Postato da Legione il 8 Marzo 2013

http://annessieconnessi.net/cavie-c-palahniuk/

Prendi un gruppo di aspiranti (e sedicenti) scrittori e chiudili in un ex cinema per tre mesi. Dai loro riscaldamento, acqua e cibo liofilizzato in abbondanza, una camera piccola ma decorosa per ciascuno, lavatrice e toilette funzionanti. Rinchiudili privandoli di stimoli esterni abbastanza a lungo e vedrai come l’istinto dell’uomo verrà a galla e la necessità atavica del dramma prenderà il sopravvento.

Questo “romanzo di storie” di Chuck Palahniuk, Cavie, viene considerato dai più un libro disgustoso. Beh, è impossibile argomentare contro questa asserzione: è vero, quello che viene narrato in queste pagine va ben oltre ciò che una persona grossomodo mentalmente equilibrata potrebbe mai immaginare, anche cercando di immaginare il peggio.
Ho letto romanzi horror che descrivono con dovizia di dettagli le peggiori crudeltà, eppure questo romanzo è riuscito ad alzare di qualche tacca la mia personale soglia di sopportazione allo schifo.
Non è però il disgusto fine a sè stesso l’oggetto di questo romanzo, anzi. A ben vedere, potrei chiedermi come mai io sia riuscita ad arrivare al fondo delle 400 e più pagine senza nemmeno un filo di nausea, nonostante tutto.

Una serie di materiale
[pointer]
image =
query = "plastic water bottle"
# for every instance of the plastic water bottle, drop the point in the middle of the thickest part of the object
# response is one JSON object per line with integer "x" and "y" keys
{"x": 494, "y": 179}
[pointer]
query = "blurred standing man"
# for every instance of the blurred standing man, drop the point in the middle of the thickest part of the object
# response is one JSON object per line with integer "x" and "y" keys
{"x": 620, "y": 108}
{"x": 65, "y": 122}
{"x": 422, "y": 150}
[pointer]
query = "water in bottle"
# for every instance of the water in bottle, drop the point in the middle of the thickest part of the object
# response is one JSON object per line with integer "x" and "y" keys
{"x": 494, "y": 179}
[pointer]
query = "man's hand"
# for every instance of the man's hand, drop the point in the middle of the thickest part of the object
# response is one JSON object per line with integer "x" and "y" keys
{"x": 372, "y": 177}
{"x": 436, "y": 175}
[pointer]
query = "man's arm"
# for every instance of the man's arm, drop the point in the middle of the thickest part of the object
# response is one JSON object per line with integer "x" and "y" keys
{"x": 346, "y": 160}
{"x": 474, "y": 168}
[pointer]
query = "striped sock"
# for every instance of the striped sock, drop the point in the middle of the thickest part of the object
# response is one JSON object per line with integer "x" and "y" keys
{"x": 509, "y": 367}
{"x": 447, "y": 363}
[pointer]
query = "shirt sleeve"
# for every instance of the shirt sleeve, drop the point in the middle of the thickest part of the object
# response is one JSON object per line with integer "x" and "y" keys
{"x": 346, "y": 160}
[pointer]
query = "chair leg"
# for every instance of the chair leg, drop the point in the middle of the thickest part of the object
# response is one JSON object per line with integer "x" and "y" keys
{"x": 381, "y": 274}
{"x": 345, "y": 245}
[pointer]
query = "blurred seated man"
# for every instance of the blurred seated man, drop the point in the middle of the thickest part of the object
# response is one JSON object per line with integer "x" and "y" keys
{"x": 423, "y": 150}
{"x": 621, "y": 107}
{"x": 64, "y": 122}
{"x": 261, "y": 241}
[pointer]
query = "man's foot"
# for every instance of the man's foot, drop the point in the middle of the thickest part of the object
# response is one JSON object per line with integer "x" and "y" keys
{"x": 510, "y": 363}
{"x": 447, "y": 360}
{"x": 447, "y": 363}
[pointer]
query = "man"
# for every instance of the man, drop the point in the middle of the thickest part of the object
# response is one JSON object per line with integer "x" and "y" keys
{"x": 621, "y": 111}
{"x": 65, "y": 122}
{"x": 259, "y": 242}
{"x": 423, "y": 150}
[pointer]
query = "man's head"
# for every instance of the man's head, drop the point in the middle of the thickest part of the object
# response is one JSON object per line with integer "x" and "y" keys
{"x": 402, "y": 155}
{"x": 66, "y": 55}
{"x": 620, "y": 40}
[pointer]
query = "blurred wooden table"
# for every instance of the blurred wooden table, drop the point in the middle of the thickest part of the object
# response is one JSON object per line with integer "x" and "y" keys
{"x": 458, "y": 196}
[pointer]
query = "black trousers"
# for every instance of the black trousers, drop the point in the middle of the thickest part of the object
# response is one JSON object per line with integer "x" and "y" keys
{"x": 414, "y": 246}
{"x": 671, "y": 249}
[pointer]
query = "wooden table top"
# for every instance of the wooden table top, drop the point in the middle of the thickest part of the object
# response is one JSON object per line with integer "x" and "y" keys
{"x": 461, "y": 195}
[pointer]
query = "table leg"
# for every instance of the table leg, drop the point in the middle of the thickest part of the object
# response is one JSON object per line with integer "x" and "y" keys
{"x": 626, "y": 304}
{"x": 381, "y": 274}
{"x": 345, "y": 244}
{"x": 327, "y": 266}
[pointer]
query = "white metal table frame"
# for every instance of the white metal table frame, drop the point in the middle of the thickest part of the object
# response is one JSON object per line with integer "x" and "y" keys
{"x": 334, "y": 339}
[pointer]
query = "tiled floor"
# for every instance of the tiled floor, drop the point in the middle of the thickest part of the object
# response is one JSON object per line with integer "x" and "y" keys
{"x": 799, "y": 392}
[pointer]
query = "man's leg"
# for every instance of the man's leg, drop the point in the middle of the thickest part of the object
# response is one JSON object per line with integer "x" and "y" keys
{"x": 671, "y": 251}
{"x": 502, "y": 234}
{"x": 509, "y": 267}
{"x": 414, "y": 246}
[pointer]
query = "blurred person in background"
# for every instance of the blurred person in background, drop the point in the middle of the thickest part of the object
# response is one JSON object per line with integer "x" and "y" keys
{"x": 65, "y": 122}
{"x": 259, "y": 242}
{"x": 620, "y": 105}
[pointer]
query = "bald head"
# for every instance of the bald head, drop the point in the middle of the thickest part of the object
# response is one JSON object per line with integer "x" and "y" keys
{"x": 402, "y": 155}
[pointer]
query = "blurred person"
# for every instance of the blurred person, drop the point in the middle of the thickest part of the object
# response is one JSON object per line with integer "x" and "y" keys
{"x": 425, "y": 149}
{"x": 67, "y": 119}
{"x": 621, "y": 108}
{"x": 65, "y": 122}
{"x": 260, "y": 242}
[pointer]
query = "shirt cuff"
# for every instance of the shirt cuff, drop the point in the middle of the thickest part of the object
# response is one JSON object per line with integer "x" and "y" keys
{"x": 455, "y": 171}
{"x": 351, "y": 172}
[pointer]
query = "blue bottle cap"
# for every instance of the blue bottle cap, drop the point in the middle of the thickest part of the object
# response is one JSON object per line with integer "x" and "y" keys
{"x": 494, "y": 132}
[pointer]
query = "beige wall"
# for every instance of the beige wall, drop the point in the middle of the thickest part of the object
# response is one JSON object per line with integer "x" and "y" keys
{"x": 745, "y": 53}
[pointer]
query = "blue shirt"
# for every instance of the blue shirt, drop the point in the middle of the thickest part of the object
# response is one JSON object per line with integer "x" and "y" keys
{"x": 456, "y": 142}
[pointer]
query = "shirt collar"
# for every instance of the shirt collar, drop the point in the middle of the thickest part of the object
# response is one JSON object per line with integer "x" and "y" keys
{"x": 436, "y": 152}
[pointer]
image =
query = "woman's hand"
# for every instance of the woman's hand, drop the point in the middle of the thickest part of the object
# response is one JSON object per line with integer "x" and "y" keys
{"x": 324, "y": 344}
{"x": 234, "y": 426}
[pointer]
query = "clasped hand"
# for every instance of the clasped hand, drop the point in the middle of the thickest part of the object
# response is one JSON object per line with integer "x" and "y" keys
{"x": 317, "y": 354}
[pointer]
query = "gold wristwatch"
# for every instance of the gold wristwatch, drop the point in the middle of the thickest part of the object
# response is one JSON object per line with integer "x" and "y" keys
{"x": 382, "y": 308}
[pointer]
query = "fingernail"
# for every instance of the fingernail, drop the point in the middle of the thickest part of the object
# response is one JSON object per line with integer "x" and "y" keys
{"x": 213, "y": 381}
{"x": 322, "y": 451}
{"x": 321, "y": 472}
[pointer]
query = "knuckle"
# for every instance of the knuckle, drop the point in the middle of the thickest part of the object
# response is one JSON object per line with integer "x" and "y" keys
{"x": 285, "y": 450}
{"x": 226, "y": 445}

• [La consegna]
Ricopia per intero il brano sul romanzo Cavie, senza cambiare nulla.

• [Risposta scritta]
Postato da Legione il 8 Marzo 2013

http://annessieconnessi.net/cavie-c-palahniuk/

Prendi un gruppo di aspiranti (e sedicenti) scrittori e chiudili in un ex cinema per tre mesi. Dai loro riscaldamento, acqua e cibo liofilizzato in abbondanza, una camera piccola ma decorosa per ciascuno, lavatrice e toilette funzionanti. Rinchiudili privandoli di stimoli esterni abbastanza a lungo e vedrai come l’istinto dell’uomo verrà a galla e la necessità atavica del dramma prenderà il sopravvento.

Questo “romanzo di storie” di Chuck Palahniuk, Cavie, viene considerato dai più un libro disgustoso. Beh, è impossibile argomentare contro questa asserzione: è vero, quello che viene narrato in queste pagine va ben oltre ciò che una persona grossomodo mentalmente equilibrata potrebbe mai immaginare, anche cercando di immaginare il peggio.
Ho letto romanzi horror che descrivono con dovizia di dettagli le peggiori crudeltà, eppure questo romanzo è riuscito ad alzare di qualche tacca la mia personale soglia di sopportazione allo schifo.
Non è però il disgusto fine a sè stesso l’oggetto di questo romanzo, anzi. A ben vedere, potrei chiedermi come mai io sia riuscita ad arrivare al fondo delle 400 e più pagine senza nemmeno un filo di nausea, nonostante tutto.